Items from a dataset
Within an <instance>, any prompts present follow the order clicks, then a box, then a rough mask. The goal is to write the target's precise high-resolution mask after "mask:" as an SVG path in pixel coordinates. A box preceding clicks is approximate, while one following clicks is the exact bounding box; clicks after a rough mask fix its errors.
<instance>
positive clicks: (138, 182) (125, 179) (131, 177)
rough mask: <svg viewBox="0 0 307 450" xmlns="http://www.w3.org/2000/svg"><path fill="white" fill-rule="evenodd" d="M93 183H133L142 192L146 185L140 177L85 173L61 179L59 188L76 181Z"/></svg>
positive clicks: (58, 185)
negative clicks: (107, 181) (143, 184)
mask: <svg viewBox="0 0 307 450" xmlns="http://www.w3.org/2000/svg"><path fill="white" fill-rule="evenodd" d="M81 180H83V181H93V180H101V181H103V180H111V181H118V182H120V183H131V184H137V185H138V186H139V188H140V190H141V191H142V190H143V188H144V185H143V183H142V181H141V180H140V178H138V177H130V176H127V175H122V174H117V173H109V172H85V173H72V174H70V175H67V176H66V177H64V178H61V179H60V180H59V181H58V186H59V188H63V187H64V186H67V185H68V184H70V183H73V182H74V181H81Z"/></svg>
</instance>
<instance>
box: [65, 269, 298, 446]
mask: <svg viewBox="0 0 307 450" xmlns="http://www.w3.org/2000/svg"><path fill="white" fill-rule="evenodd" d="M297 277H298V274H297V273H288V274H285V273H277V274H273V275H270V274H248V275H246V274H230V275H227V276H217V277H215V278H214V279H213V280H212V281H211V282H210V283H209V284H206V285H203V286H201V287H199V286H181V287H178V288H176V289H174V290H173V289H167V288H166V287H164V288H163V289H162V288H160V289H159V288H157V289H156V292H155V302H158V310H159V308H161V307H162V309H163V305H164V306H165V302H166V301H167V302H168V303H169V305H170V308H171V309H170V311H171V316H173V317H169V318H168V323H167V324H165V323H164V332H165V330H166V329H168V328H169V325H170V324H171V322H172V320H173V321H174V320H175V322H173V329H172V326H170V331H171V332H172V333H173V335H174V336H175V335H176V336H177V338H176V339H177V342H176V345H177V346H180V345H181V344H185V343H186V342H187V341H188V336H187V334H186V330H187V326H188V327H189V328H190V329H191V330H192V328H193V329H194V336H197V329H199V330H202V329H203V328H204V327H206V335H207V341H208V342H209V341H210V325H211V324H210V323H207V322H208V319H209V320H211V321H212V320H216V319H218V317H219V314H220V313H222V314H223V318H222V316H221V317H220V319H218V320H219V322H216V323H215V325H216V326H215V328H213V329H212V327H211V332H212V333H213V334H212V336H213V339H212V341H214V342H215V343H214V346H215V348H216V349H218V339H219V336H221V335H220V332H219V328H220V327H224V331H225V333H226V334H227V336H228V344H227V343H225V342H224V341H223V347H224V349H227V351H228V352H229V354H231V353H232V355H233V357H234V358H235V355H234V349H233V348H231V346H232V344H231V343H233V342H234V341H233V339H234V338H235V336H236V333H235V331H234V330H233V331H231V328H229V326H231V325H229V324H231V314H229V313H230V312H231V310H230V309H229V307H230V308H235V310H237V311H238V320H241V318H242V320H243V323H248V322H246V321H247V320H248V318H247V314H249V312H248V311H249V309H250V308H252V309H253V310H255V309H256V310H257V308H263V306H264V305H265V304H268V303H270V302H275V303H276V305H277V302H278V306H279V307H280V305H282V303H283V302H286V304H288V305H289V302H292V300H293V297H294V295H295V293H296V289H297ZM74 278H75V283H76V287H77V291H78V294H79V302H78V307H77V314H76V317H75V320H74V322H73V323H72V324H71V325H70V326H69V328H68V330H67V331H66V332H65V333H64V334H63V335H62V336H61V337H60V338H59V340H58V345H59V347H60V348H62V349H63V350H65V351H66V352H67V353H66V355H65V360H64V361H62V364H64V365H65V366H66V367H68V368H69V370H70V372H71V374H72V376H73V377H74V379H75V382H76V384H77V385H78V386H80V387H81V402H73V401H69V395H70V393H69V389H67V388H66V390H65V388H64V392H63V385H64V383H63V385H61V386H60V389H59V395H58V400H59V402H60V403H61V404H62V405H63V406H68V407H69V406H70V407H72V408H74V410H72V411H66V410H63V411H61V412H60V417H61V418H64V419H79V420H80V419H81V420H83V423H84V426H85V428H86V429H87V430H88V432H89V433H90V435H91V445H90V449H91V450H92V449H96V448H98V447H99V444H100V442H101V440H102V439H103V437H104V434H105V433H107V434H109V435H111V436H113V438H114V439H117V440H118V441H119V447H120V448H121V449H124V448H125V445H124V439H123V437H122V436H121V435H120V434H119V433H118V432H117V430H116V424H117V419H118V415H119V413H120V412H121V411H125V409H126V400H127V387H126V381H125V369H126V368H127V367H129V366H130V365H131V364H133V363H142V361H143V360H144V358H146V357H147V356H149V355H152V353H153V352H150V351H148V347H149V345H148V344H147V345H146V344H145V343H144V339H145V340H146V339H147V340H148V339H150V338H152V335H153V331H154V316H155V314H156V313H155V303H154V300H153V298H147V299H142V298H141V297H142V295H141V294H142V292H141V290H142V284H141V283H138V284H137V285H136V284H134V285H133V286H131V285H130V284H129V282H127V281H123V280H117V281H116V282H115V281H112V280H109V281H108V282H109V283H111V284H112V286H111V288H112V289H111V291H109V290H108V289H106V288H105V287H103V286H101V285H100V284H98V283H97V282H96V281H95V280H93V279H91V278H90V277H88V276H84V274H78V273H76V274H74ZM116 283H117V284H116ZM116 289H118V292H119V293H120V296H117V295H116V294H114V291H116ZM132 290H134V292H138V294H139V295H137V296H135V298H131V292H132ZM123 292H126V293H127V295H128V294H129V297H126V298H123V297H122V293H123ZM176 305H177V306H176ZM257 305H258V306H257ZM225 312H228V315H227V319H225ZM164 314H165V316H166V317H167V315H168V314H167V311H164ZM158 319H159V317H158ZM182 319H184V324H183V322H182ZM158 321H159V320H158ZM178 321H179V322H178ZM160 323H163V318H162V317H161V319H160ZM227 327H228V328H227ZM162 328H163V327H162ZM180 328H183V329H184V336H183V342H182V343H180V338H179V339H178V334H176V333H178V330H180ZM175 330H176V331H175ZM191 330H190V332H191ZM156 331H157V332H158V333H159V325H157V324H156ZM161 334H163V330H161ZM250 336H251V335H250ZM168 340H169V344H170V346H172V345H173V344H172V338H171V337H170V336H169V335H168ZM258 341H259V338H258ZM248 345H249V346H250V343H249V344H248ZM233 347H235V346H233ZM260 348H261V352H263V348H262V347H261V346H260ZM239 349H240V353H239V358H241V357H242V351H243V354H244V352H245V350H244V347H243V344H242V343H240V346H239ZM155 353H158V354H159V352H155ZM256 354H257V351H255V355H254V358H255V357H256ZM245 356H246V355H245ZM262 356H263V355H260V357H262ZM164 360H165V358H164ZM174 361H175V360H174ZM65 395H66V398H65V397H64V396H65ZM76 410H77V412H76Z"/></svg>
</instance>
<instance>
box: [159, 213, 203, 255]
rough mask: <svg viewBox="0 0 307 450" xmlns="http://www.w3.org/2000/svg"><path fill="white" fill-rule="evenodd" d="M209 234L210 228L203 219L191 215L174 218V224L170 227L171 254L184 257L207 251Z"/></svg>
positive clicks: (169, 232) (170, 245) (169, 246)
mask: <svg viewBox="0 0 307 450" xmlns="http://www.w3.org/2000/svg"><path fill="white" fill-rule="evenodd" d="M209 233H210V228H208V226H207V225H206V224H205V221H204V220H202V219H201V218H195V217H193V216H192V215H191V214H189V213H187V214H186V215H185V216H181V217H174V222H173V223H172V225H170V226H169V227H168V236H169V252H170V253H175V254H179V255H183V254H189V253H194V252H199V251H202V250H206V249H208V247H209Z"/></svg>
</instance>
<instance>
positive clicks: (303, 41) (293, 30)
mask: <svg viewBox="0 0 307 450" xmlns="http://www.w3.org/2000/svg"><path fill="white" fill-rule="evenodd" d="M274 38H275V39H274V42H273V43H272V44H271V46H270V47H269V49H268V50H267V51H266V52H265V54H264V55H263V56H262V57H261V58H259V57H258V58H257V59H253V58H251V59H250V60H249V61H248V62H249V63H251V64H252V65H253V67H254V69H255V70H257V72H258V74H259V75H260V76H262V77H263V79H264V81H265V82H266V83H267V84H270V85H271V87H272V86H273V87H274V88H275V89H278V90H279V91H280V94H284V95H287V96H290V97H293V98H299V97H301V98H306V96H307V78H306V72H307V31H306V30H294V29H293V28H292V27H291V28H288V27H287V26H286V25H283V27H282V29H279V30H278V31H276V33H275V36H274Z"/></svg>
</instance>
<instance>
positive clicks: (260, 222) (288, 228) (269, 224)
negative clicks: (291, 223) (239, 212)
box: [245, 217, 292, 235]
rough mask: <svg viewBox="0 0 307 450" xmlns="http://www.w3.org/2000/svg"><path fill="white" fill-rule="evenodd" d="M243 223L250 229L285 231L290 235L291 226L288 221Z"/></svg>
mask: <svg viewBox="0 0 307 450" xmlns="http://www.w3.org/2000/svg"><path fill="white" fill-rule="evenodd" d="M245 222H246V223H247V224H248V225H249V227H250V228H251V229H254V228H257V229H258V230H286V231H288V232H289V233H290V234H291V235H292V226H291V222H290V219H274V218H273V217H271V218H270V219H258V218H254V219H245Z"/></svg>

--

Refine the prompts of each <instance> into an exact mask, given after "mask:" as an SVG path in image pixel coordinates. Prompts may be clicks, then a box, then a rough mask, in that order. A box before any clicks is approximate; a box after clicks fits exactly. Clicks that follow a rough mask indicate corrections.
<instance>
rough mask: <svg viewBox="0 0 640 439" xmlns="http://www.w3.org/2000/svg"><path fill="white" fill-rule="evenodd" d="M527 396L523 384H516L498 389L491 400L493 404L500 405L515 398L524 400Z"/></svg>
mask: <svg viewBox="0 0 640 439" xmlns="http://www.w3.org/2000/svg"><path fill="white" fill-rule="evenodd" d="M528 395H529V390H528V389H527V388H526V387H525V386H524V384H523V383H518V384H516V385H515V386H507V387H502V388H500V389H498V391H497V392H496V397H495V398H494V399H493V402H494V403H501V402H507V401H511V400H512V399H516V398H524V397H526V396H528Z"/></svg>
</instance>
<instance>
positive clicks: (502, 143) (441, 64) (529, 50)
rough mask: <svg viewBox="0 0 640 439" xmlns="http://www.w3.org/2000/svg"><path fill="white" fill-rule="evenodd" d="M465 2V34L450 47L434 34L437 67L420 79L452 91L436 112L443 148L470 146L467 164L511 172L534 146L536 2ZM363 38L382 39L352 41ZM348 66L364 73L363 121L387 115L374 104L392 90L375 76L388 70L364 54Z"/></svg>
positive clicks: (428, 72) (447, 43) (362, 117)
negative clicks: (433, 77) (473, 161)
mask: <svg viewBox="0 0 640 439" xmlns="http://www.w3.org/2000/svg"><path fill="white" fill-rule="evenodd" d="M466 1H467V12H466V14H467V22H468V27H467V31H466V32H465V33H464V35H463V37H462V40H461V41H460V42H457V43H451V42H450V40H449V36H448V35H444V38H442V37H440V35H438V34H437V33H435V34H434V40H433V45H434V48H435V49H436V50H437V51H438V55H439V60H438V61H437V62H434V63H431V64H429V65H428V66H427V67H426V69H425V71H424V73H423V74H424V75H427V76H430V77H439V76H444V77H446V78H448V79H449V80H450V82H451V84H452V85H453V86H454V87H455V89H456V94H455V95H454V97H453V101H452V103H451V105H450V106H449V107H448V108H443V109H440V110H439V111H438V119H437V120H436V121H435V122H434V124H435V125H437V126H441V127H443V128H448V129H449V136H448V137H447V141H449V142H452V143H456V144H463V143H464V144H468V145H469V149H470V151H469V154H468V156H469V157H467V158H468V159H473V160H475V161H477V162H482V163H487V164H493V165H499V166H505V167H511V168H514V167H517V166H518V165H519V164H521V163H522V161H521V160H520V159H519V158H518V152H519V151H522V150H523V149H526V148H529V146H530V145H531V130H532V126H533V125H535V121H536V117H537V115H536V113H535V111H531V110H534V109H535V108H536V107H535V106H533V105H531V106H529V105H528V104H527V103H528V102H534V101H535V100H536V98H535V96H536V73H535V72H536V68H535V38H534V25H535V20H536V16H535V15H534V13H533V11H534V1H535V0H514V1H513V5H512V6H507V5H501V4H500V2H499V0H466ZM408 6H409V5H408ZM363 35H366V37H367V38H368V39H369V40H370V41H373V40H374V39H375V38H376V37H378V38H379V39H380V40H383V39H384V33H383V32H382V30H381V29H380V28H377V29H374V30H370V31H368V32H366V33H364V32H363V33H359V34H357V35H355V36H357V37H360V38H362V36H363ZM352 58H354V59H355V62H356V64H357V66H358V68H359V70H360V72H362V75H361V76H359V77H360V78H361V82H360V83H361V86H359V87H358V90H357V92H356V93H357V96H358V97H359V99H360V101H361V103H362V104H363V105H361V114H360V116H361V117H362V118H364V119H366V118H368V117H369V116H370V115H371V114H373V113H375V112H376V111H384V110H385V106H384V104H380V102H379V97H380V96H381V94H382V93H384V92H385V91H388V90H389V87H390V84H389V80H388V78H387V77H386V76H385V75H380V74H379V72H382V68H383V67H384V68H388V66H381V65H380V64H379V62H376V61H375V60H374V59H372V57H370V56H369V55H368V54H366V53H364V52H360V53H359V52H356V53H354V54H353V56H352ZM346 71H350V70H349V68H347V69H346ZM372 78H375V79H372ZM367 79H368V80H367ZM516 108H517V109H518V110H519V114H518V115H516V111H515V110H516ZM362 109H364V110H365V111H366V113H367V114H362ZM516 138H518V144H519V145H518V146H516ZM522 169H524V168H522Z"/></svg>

# [DIRECTIONS]
All that belongs in the answer is the run of lines above from the line containing "Within an <instance>, any" through the line containing "positive clicks: (138, 182)", exactly as written.

# [RESPONSE TO THIS EXERCISE]
Within an <instance>, any prompts present follow the order clicks, then a box, then a rough mask. The goal is to write the target's precise high-resolution mask after "mask:" as an SVG path in pixel coordinates. A box preceding clicks is approximate, while one following clicks is the exact bounding box; clicks after a rough mask fix its errors.
<instance>
positive clicks: (138, 182) (125, 179) (131, 177)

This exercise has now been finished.